### Work instruction
Set down each record below precisely, skipping the pictures.

### The records
*** Begin section ***

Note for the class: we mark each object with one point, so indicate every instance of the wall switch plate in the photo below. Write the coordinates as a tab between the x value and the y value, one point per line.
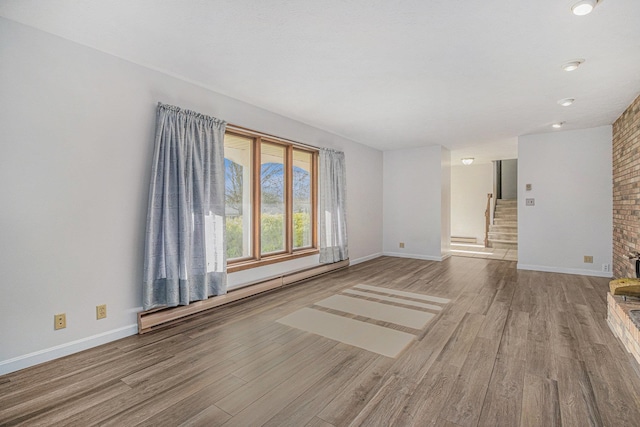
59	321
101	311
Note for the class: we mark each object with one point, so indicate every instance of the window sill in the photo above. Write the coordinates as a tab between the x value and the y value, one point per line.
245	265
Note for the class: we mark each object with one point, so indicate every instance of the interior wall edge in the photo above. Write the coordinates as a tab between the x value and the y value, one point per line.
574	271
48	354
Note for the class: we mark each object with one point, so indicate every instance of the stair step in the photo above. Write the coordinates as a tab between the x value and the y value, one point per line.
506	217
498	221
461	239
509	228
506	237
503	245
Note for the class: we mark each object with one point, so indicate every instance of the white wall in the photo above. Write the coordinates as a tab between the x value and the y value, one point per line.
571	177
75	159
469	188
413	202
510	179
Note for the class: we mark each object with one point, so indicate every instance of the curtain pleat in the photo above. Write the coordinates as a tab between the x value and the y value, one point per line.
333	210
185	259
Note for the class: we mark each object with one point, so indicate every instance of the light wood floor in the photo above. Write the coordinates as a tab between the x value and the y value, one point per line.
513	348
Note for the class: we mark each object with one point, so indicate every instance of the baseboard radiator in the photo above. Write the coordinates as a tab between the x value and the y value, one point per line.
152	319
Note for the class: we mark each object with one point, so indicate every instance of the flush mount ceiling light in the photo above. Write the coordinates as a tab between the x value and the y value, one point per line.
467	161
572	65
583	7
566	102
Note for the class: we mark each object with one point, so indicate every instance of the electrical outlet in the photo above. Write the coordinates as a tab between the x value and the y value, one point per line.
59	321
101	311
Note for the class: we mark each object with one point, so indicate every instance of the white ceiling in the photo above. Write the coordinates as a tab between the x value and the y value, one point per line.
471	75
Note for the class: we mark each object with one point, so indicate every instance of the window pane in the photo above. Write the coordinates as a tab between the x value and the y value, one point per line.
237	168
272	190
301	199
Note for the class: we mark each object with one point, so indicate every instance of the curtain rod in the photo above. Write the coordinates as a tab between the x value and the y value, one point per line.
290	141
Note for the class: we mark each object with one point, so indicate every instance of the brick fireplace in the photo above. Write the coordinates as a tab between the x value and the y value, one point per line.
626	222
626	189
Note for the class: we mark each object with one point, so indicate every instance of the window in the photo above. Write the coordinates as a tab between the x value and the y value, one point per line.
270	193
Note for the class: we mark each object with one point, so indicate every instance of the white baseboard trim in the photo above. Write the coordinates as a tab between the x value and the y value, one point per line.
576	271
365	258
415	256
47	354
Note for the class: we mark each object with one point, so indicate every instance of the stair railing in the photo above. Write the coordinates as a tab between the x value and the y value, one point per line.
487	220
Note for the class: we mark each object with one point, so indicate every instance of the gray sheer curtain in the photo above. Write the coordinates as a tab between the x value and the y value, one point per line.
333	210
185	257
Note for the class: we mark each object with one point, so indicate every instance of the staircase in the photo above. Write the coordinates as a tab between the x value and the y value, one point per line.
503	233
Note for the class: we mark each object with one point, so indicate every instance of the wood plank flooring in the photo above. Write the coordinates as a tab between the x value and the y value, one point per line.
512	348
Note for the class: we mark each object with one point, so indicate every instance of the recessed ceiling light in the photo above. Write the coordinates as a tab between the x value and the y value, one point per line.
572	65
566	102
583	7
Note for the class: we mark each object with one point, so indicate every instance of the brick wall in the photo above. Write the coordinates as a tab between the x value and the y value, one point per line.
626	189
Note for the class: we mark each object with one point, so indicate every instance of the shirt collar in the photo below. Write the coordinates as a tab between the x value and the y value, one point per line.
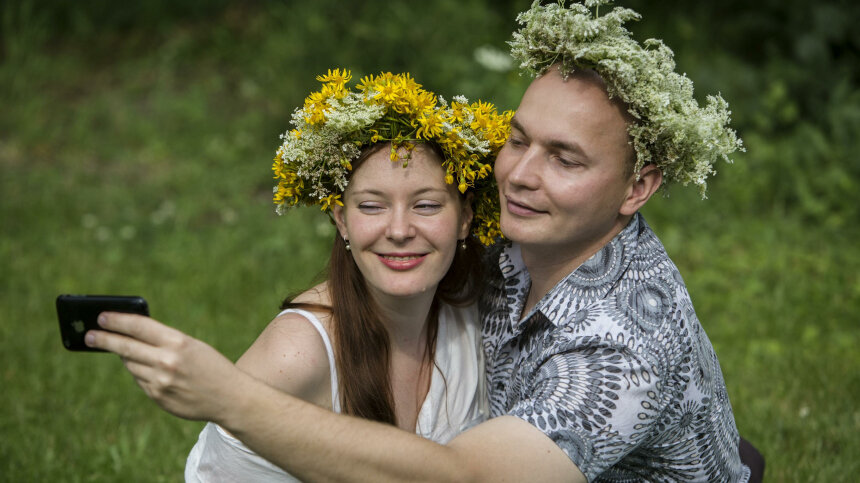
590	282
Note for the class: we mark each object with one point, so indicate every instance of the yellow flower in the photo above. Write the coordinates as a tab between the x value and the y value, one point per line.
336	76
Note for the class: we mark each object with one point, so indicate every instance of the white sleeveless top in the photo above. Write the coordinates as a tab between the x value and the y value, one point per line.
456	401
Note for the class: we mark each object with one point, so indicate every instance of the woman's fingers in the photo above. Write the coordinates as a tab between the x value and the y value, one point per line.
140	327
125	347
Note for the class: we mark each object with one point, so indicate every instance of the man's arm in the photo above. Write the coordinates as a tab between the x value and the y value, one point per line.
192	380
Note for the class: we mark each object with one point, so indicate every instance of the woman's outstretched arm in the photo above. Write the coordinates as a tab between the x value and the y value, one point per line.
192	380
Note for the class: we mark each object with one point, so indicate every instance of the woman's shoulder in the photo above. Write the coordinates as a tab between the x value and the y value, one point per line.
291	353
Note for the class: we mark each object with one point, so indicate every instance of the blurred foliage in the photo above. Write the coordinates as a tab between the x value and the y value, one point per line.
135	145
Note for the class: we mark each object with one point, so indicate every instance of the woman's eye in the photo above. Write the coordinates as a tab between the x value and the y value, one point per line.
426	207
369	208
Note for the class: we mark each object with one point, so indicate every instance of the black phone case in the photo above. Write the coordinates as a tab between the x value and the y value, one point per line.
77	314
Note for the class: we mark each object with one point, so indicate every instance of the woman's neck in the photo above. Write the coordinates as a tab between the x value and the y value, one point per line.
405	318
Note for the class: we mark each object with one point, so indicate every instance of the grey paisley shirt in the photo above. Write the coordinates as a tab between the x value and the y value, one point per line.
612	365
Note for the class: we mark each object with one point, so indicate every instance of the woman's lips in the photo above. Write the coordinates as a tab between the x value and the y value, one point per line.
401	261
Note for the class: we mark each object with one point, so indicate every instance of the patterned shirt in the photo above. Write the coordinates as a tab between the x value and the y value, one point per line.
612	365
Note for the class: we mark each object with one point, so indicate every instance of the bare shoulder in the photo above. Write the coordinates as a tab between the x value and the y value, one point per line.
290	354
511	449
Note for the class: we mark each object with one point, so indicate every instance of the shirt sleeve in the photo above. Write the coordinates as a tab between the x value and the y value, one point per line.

*** End section ***

### Answer for this exercise
Note for the class: we mark each object with one point, so indicate every instance of the wall switch plate in the photo below. Write the coordinates as a tab between the x value and the y value, one point per line.
59	321
101	311
Note for the class: we mark each object with one point, so indicate every instance of the window sill in the photo above. Write the coordinates as a tab between the x value and the y value, one point per line.
245	265
Note for the class: we mark each object with one point, so indicate every instance of the interior wall edge in the photo above. Write the coordinates as a tab between the x value and the y value, one point per line.
574	271
48	354
Note for the class: we mark each object with one point, so indicate every instance of the stair step in the photo above. Write the coordinates as a tab between the x value and the y value, one point per line.
506	217
498	221
461	239
509	228
506	237
503	245
Note for the class: we mark each object with one point, so indicate every instance of the white wall in the photo above. Write the coordinates as a tab between the x value and the y value, one point per line.
571	177
75	159
469	188
413	202
510	179
Note for the class: we mark each object with one point, so indicate every instance of the curtain pleat in the photo above. Write the coordinates as a tab between the x value and the y value, one point per line.
333	210
185	259
Note for the class: we mark each object with one point, so indicate every instance of the light wood floor in the photo above. Write the coordinates as a tab between the x value and the y value, one point per line.
513	348
Note for the class: we mark each object with one point, so indicate every instance of the baseboard radiator in the photo above. Write the coordinates as a tab between the x value and the y value, one point per line.
152	319
Note for the class: we mark each object with one point, so indicate every instance of the flush mount ceiling light in the photo above. Write the coordinates as a tab between the x value and the y value, one point per line.
467	161
572	65
583	7
566	102
Note for the class: we mark each object with one point, so indicate every instance of the electrical outlet in the photo above. Write the coordinates as a tab between the x value and the y value, one point per line.
59	321
101	311
Note for the class: we mark each object with one point, so indicate every instance of the white ceiling in the photo above. Write the coordinates as a tab between the x value and the y value, one point per line.
471	75
Note for the class: we mark each object with one point, so indicate every instance of the window pane in the photo above. Write the coordinates as a tab between the x value and the y value, one point per line.
237	168
272	190
301	199
Note for the class: we mark each object with one point, so indicate every instance of the curtain rod in the photo above. Write the coordinates as a tab between the x value and the y value, one point per line.
290	141
Note for the class: we mark each object with one point, so indicate every instance of the brick fireplace in the photo above. Write the coordinates as a tab between the x value and the y value, one point per line.
626	222
626	189
Note for the class: we mark each object with one point, so indicate every instance of the window in the photo above. Write the coordinates as a tab between the x value and the y value, one point per line.
270	193
Note for the class: we mark each object with one point, so indicate every instance of the white baseboard trim in the photo above. Write the coordinates as a tab between the x value and the y value, one point per line.
576	271
365	258
415	256
47	354
Note for the class: we mark each object with one point, so indicate every instance of the stair railing in the photo above. Write the coordinates as a tab between the x value and the y value, one point per line.
487	220
Note for the class: we mark each object with one point, so indicate every instance of the gray sheer curtain in the photo above. Write the coordinates as a tab between the x value and the y value, one point per line.
333	210
185	257
Note for the class: we mark each object with one point, so indicate every instance of the staircase in the photo above. Write the coordinates as a tab between the x value and the y value, one point per line.
503	233
Note for the class: we mark each object with one point, so indicate every instance of the wood plank flooring in the photo above. Write the coordinates as a tab between the x value and the y value, one point per line.
512	348
Note for the class: we mark each object with one point, so indicate every instance of the recessed ceiling light in the photo above. Write the coordinates as a tab between the x value and the y value, one point per line.
572	65
566	102
583	7
Note for the class: we mark each object with one point, so indicate every instance of the brick wall in the photo above. Write the coordinates as a tab between the x value and the y value, one point per line.
626	189
Note for the class: we mark each object with one point, so indicate every instance of the shirt collar in the photo below. Write the coordinates as a tab between the x value and the y value, one point per line.
590	282
Note for the class: we mark each object with one point, so indicate every instance of the yellow flower in the photo above. Write the coordinates as a tab between the x value and the y value, one point per line.
336	76
Note for the class: we mark each object with one point, so indicate every instance of the white sleeveless top in the photo above. Write the coordinates as a tab between the x value and the y value, one point per line.
456	401
Note for the class: we mark each object with one point, so indicate every instance of the woman's fingers in the photo above. Write the coordinates as a tab between the x value and the y value, one point per line.
140	327
125	347
Note for the class: we mark each object with one point, so indicate every instance of the man's arm in the photo above. Write the coordinates as a tab between the x value and the y value, one point per line.
192	380
Note for the class: we mark each object with one point, so indicate every instance of the woman's outstretched arm in the photo above. Write the coordinates as a tab between the x value and the y value, one point per line.
192	380
Note for the class: we mark each object with one point, so indicate every instance of the woman's shoulder in the photo above. Write the coordinates as a tab between the x value and the y value, one point per line.
291	353
Note for the class: we mark each object with one point, so indicate every instance of the blurred foliage in the photo above. Write the coordinates as a tab between the x value and the y value, one point per line.
135	145
Note for the class: we mark each object with one point, so indicate every instance of the woman's eye in the photo above. Write the coordinates as a tab between the x value and the y value, one point per line.
426	207
369	208
Note for the class: we mark each object with one point, so indicate every instance of the black phone case in the photo above. Write the coordinates as a tab between the x value and the y value, one point per line.
77	314
Note for the class: we mark each object with one point, so indicate every instance of the woman's neck in the photo above. Write the coordinates as a tab between the x value and the y value, one point per line.
405	318
Note for the class: we mark each object with one point, so indicate every instance of the grey paisley shirt in the photo above. Write the coordinates as a tab between the x value and the y value, one point per line.
612	365
Note for the class: we mark each object with one point, so indicate every instance of the woman's lips in the photo above. Write the coordinates as a tab between the x value and the y value, one point per line.
401	261
Note for the class: we mark each object with one point, so indicate every instance of the patterned shirt in the photo above. Write the coordinates as a tab between the x value and the y value, one point per line.
612	365
Note for the class: we mark each object with one point, so indicate every instance of the bare shoulder in the photo above. Write the coordinates as a tab between the x value and the y value, one point per line.
290	354
511	449
Note for the class: we mark each object with one point, so indicate every instance of the shirt sleeve in the photo above. Write the coordinates as a tab between the x value and the y value, one point per line.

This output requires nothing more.